*** Begin section ***
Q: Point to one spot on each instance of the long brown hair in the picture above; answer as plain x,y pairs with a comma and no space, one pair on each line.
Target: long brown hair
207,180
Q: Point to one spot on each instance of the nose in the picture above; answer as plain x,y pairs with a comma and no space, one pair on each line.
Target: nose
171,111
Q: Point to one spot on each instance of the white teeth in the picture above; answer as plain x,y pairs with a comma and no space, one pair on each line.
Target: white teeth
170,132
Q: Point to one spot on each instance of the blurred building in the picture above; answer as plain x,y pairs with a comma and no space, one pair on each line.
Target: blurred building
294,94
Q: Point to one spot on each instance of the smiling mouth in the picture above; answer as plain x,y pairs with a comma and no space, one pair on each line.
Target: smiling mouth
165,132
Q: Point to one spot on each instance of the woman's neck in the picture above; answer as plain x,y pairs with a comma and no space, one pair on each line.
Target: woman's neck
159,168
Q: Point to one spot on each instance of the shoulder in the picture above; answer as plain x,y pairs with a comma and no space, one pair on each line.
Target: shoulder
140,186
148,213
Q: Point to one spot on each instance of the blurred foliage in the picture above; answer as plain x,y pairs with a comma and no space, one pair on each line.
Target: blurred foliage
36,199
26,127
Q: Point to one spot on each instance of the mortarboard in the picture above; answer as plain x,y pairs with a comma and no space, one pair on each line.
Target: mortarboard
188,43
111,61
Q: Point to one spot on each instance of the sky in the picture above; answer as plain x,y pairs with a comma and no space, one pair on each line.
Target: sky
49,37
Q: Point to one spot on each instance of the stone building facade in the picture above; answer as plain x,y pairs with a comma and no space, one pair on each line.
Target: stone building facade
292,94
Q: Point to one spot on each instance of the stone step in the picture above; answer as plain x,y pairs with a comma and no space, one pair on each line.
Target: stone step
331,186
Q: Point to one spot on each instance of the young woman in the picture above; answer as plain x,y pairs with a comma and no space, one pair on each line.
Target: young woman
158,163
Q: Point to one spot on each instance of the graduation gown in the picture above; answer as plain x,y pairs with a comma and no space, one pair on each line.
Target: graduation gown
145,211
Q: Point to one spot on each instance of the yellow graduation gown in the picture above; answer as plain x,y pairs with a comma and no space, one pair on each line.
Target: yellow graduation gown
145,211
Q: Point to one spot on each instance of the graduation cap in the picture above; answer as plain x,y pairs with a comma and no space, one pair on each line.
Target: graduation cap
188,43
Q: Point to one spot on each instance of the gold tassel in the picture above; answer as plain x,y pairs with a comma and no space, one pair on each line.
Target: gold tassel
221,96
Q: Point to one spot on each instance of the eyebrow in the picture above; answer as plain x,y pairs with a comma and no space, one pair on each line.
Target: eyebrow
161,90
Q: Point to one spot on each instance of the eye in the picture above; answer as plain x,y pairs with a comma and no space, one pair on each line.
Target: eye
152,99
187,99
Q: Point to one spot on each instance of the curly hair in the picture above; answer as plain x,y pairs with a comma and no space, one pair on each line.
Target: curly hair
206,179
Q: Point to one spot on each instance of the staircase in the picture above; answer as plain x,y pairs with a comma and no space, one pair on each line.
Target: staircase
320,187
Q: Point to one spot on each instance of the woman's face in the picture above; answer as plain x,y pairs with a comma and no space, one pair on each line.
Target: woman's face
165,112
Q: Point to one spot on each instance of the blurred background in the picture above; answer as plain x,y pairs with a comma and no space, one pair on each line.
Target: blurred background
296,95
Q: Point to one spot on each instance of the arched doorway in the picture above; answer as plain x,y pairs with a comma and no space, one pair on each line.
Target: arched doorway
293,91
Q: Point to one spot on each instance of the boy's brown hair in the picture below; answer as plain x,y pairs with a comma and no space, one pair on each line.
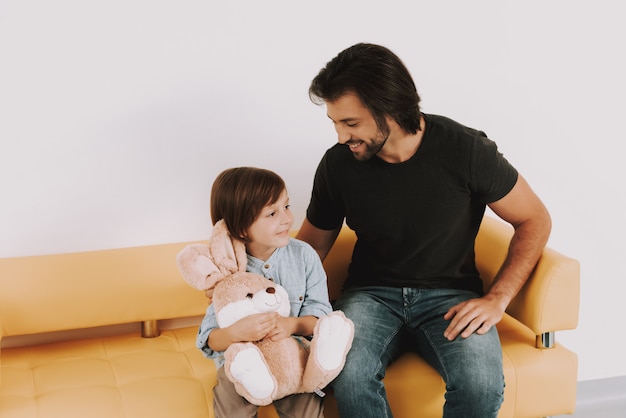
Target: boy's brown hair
239,195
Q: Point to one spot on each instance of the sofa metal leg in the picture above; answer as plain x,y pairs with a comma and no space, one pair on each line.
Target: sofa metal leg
545,340
150,329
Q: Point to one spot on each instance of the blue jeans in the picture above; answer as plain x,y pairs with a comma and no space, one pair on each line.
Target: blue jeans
389,321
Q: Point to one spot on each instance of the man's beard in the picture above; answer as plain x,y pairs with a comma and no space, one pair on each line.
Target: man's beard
372,148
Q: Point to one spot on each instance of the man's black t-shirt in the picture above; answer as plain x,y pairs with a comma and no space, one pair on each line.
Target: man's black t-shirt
416,221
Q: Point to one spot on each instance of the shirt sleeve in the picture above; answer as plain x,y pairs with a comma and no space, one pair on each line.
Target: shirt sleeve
492,176
209,323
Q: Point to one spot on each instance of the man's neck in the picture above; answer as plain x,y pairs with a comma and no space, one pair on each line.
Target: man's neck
401,146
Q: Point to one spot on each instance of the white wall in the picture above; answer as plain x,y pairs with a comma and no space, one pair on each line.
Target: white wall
115,116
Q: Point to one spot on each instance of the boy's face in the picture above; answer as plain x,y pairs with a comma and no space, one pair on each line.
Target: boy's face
271,229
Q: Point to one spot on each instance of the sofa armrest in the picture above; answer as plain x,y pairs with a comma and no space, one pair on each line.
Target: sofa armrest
549,301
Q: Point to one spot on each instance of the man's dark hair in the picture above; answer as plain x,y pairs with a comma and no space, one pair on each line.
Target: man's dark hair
378,77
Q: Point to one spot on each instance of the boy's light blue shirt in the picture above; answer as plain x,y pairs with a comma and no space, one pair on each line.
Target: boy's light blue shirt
296,267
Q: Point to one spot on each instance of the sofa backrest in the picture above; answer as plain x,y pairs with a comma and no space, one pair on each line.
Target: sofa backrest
88,289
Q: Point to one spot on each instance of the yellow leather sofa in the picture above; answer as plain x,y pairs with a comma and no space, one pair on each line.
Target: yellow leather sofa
111,333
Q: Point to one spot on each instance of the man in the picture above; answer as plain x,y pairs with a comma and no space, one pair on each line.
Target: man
414,188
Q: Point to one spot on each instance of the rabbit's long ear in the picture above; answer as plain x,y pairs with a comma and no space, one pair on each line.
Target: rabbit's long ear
197,266
228,253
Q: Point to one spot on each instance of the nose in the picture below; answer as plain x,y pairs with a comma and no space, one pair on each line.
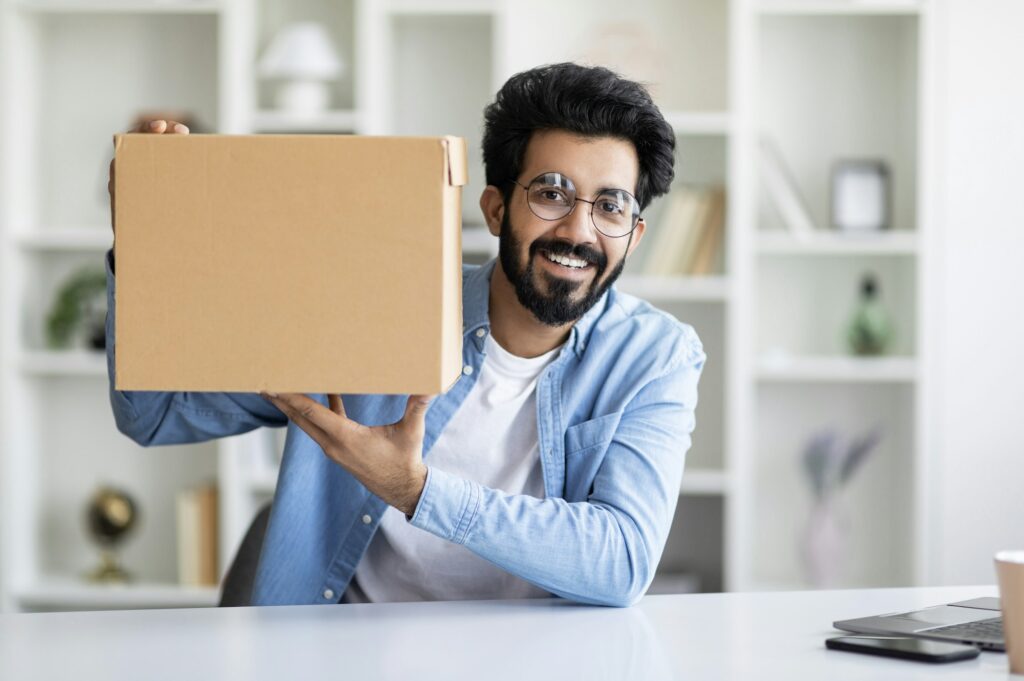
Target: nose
*** End section ***
> **Task to complete**
Among the entries, copy every line containing the word "below".

> **Result of this task**
Q: Point to one spot on each instance of the boy's brown hair in the picture below; answer as plain x,y pairs with a comma and no space, one pair on each line.
Q: Point to one spot on each instance of the nose in the picture below; answer as plain x,y pairs with a comma and no space, one pair on each line.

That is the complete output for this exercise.